• [Data listing]

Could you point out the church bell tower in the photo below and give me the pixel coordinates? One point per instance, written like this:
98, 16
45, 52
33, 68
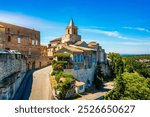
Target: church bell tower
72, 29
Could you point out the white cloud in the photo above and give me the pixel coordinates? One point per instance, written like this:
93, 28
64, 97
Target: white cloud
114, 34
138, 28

==

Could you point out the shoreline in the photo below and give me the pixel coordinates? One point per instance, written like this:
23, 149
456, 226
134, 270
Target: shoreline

• [Exercise]
For the string "instance", go line by line through the material and copy every line that has it.

• [Exercise result]
Could you point out the church bell tower in the photo below and give me the pixel coordinates? One point per instance, written like this:
Could you point out the white cloud in the photo above and give me the pixel coordinates? One point per instance, written like this:
Could you point out the shoreline in the photo below and give me the pixel coordinates? One point per instance, written like this:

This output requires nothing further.